__Records for this task__.
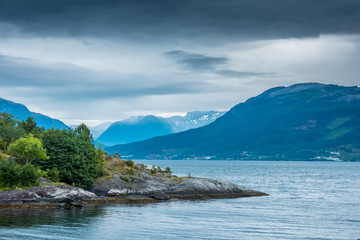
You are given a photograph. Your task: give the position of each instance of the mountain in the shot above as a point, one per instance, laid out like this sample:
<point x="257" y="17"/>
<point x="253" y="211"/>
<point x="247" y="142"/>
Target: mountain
<point x="134" y="129"/>
<point x="99" y="129"/>
<point x="22" y="112"/>
<point x="192" y="120"/>
<point x="300" y="122"/>
<point x="145" y="127"/>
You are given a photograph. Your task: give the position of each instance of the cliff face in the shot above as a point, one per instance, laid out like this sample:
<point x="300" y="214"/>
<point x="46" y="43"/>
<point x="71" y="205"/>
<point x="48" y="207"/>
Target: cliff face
<point x="124" y="183"/>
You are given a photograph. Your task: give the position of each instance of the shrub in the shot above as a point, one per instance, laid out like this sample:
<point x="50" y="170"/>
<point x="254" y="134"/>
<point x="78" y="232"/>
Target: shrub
<point x="73" y="153"/>
<point x="130" y="171"/>
<point x="129" y="163"/>
<point x="13" y="175"/>
<point x="27" y="149"/>
<point x="53" y="174"/>
<point x="9" y="173"/>
<point x="29" y="175"/>
<point x="168" y="170"/>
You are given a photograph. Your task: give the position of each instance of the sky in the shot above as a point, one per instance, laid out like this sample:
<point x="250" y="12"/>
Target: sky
<point x="95" y="61"/>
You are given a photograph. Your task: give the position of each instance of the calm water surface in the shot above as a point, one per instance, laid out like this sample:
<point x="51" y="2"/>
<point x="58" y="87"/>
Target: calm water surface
<point x="308" y="200"/>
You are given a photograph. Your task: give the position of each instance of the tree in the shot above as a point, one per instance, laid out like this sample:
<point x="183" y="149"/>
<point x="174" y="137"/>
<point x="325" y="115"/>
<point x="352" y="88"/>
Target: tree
<point x="30" y="126"/>
<point x="28" y="149"/>
<point x="72" y="152"/>
<point x="9" y="128"/>
<point x="7" y="119"/>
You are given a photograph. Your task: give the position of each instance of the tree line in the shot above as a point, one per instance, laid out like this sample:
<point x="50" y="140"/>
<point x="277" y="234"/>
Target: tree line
<point x="28" y="152"/>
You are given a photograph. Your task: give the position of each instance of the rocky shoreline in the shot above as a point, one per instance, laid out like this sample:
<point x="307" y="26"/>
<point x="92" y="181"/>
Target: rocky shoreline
<point x="141" y="187"/>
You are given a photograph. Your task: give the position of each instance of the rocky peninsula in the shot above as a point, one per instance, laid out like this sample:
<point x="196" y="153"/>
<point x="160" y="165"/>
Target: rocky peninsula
<point x="123" y="182"/>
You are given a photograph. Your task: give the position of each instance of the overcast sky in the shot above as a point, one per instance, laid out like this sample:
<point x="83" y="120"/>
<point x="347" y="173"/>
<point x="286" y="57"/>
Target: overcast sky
<point x="105" y="60"/>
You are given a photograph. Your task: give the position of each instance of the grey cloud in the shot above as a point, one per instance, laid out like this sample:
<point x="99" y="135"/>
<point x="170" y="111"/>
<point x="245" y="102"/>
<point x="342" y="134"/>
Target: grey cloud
<point x="195" y="61"/>
<point x="208" y="64"/>
<point x="73" y="83"/>
<point x="156" y="20"/>
<point x="238" y="74"/>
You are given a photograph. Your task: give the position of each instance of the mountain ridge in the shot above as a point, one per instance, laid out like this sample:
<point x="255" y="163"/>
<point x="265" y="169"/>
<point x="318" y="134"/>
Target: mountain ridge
<point x="144" y="127"/>
<point x="302" y="121"/>
<point x="22" y="112"/>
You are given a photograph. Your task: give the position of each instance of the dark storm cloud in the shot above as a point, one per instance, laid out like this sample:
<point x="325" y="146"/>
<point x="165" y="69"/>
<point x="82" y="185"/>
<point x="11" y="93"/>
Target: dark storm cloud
<point x="154" y="20"/>
<point x="67" y="82"/>
<point x="208" y="64"/>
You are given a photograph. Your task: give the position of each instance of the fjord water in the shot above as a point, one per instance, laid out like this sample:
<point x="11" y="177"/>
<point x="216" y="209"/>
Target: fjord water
<point x="308" y="200"/>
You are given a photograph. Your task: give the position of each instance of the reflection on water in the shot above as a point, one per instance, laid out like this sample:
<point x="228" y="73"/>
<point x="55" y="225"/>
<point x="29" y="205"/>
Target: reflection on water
<point x="308" y="200"/>
<point x="31" y="217"/>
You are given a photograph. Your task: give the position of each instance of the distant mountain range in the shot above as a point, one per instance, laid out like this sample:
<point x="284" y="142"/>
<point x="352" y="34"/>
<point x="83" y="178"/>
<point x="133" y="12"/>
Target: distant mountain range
<point x="309" y="121"/>
<point x="144" y="127"/>
<point x="22" y="112"/>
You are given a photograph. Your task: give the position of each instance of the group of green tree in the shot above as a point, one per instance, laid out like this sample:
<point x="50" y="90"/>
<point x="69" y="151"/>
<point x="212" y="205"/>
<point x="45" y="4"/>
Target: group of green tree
<point x="28" y="152"/>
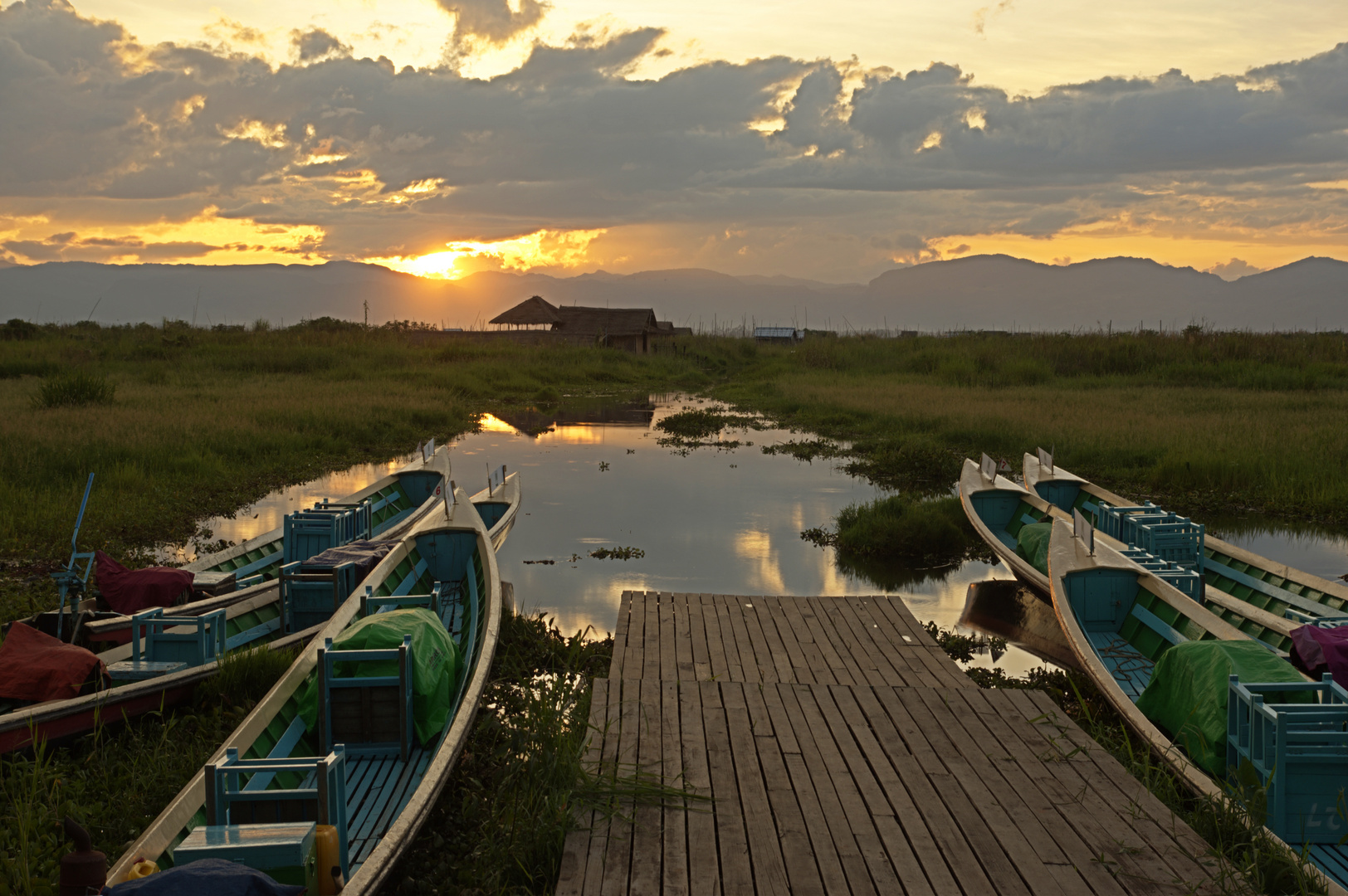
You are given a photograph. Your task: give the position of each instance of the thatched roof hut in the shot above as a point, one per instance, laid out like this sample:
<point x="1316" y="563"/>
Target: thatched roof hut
<point x="531" y="311"/>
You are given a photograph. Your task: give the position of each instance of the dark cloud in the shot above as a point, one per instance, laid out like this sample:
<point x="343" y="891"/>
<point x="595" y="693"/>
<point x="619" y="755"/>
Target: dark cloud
<point x="788" y="153"/>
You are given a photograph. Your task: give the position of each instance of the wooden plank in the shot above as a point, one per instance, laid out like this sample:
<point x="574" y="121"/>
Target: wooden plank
<point x="1019" y="835"/>
<point x="763" y="659"/>
<point x="684" y="623"/>
<point x="618" y="859"/>
<point x="699" y="639"/>
<point x="652" y="643"/>
<point x="704" y="874"/>
<point x="766" y="612"/>
<point x="570" y="880"/>
<point x="1130" y="814"/>
<point x="732" y="632"/>
<point x="647" y="853"/>
<point x="799" y="640"/>
<point x="984" y="824"/>
<point x="669" y="637"/>
<point x="608" y="753"/>
<point x="735" y="670"/>
<point x="720" y="663"/>
<point x="851" y="827"/>
<point x="1067" y="827"/>
<point x="842" y="671"/>
<point x="892" y="727"/>
<point x="674" y="833"/>
<point x="764" y="838"/>
<point x="849" y="727"/>
<point x="736" y="872"/>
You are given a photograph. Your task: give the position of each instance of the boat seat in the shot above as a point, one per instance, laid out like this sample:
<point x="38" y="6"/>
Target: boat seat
<point x="1267" y="589"/>
<point x="1157" y="624"/>
<point x="320" y="798"/>
<point x="373" y="716"/>
<point x="311" y="596"/>
<point x="369" y="604"/>
<point x="190" y="640"/>
<point x="140" y="670"/>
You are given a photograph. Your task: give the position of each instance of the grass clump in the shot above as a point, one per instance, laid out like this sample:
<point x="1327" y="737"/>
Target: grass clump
<point x="902" y="527"/>
<point x="501" y="825"/>
<point x="75" y="390"/>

__The exercise__. All of the entries above should be duplicated exactly, except for the pictures.

__Answer to the exercise__.
You are given a photograph. Your task: give the position of each instance of the mountain in the shot above as a point, one per instance, laid out like this sample:
<point x="257" y="17"/>
<point x="253" y="211"/>
<point x="247" y="142"/>
Target: mountain
<point x="134" y="129"/>
<point x="99" y="129"/>
<point x="22" y="112"/>
<point x="192" y="120"/>
<point x="300" y="122"/>
<point x="145" y="127"/>
You are given a photograph. Your task: give the position of each instance of the cliff face in the shot above as a point, one per instance, laid out like this sample:
<point x="300" y="214"/>
<point x="46" y="43"/>
<point x="71" y="205"/>
<point x="48" y="207"/>
Target: cliff face
<point x="124" y="183"/>
You are given a photograph. Your task: give the position of each instance of the shrub in the shot above as a point, one per instance, laid out like this sample:
<point x="50" y="170"/>
<point x="254" y="134"/>
<point x="78" y="232"/>
Target: shrub
<point x="73" y="153"/>
<point x="130" y="171"/>
<point x="129" y="163"/>
<point x="13" y="175"/>
<point x="27" y="149"/>
<point x="53" y="174"/>
<point x="9" y="173"/>
<point x="29" y="175"/>
<point x="168" y="170"/>
You are given a photograph. Your task: give the position of each instance of the sky in the shot above as a point, one per instance, laid out like this sample:
<point x="250" y="12"/>
Target: sky
<point x="95" y="61"/>
You are given a photograph. Your task: give the position of each instance of the calm water surface in the shot above as a point, one per instance, laid out like this sample:
<point x="51" y="2"/>
<point x="58" y="87"/>
Target: calm water surface
<point x="308" y="200"/>
You are given a photograph. Your task: give the position of each instance of the tree in the shot above as a point, one per instance, laid out like this sample:
<point x="183" y="149"/>
<point x="174" y="137"/>
<point x="325" y="115"/>
<point x="352" y="88"/>
Target: tree
<point x="30" y="126"/>
<point x="28" y="149"/>
<point x="72" y="152"/>
<point x="9" y="128"/>
<point x="7" y="119"/>
You are given a photograph. Your task: give the position of each instance of the tree line in the shot above as a point, one per instance, laid out like this sample:
<point x="50" y="140"/>
<point x="277" y="234"/>
Target: tree line
<point x="28" y="152"/>
You are given a photograph. Your task: give the position of each instance of the rocky shoreline in the shot above as a point, one per instance, laid out like this sample:
<point x="307" y="26"/>
<point x="92" y="181"/>
Target: rocky shoreline
<point x="141" y="187"/>
You are given a photograph. Your task: give the position of each instance of the rocky peninsula in the shot above as a point, one per instance, laid out like this sample:
<point x="196" y="153"/>
<point x="160" y="165"/>
Target: rocky peninsula
<point x="123" y="182"/>
You are given a photograph. Your task: give the position of each instance of the overcast sky in the shot above as a point, one per instance, laid out like this sample:
<point x="83" y="120"/>
<point x="347" y="173"/>
<point x="286" y="57"/>
Target: overcast sky
<point x="105" y="60"/>
You are given a photograph. Your task: give the position of each instance of the grey cloud in the shot above as a point, one per instance, laid out like this sample:
<point x="99" y="135"/>
<point x="170" y="111"/>
<point x="245" y="102"/>
<point x="342" y="134"/>
Target: grey cloud
<point x="195" y="61"/>
<point x="208" y="64"/>
<point x="73" y="83"/>
<point x="156" y="20"/>
<point x="238" y="74"/>
You are given a photograph. Your task: give the position of each instance of the mountain ridge in the shot above as a point, one per instance, laid out like this sample:
<point x="255" y="163"/>
<point x="265" y="169"/>
<point x="318" y="134"/>
Target: mountain ridge
<point x="144" y="127"/>
<point x="302" y="121"/>
<point x="22" y="112"/>
You are given a photograph. Your task: give the position of each instance of the dark storm cloud in the shot above as a point, one per instance, laid out like this sample:
<point x="325" y="146"/>
<point x="165" y="69"/>
<point x="82" y="185"/>
<point x="11" y="93"/>
Target: dark storm cloud
<point x="154" y="20"/>
<point x="67" y="82"/>
<point x="208" y="64"/>
You are given a photograph. Your task: give the position of each instance of the fjord water in the shot above as a point, one per instance, laid out like this sample:
<point x="11" y="177"/>
<point x="216" y="209"/>
Target: fjord water
<point x="308" y="200"/>
You are given a photograph. Your task: give the position of each instance of the reflection on water in the shot above as a point, one per instance, laid out like this sample:
<point x="228" y="73"/>
<point x="55" y="225"/>
<point x="29" y="205"/>
Target: reflection on water
<point x="308" y="200"/>
<point x="31" y="217"/>
You are given a photograph. Your task: give the position of each instance of the distant mountain range in the shot above as a point, one per instance, laid out like this sample:
<point x="284" y="142"/>
<point x="352" y="34"/>
<point x="83" y="178"/>
<point x="133" y="12"/>
Target: distant mountain range
<point x="309" y="121"/>
<point x="144" y="127"/>
<point x="22" y="112"/>
You are given a photograph. Your task: give the position of each instance of the group of green tree in the shot above as a point, one per instance, laid out like this sample:
<point x="50" y="90"/>
<point x="69" y="151"/>
<point x="212" y="205"/>
<point x="45" y="4"/>
Target: group of green tree
<point x="28" y="152"/>
You are given a photograph. Your task: give the position of each instance of the thatched roof hut in the shot above as a point, one per instance, laid out like this sample:
<point x="1316" y="563"/>
Target: thatched roof hut
<point x="531" y="311"/>
You are given a photograph. Your task: give the position of each instance of the dark cloud in the shot above as a point, one per instance, laid out like this sample:
<point x="343" y="891"/>
<point x="595" y="693"/>
<point x="619" y="755"/>
Target: dark cloud
<point x="788" y="153"/>
You are given a photograph. Your task: give the position of each instance of the wooden plank in the shot above as a point, one per instance, laid out like this sample:
<point x="574" y="121"/>
Target: wooden plank
<point x="1019" y="835"/>
<point x="763" y="659"/>
<point x="684" y="623"/>
<point x="618" y="859"/>
<point x="699" y="639"/>
<point x="652" y="643"/>
<point x="704" y="874"/>
<point x="766" y="612"/>
<point x="570" y="880"/>
<point x="1130" y="814"/>
<point x="732" y="632"/>
<point x="647" y="853"/>
<point x="799" y="640"/>
<point x="984" y="824"/>
<point x="669" y="637"/>
<point x="608" y="753"/>
<point x="735" y="670"/>
<point x="720" y="663"/>
<point x="851" y="827"/>
<point x="1067" y="827"/>
<point x="842" y="671"/>
<point x="892" y="727"/>
<point x="674" y="833"/>
<point x="764" y="838"/>
<point x="849" y="727"/>
<point x="736" y="872"/>
You are given a photograph. Your task: give the position of each instance of the boat seat in the shot above as a point, one per instance, laid out like this sample:
<point x="38" y="6"/>
Target: boat seat
<point x="1267" y="589"/>
<point x="1157" y="624"/>
<point x="320" y="798"/>
<point x="373" y="716"/>
<point x="311" y="596"/>
<point x="369" y="604"/>
<point x="190" y="640"/>
<point x="140" y="670"/>
You are given a photograph. Your task: give the position of each instance of the grass clump in the shot above as a point, one per instance, laid out like this sample:
<point x="1327" y="737"/>
Target: grass clump
<point x="902" y="527"/>
<point x="501" y="825"/>
<point x="75" y="390"/>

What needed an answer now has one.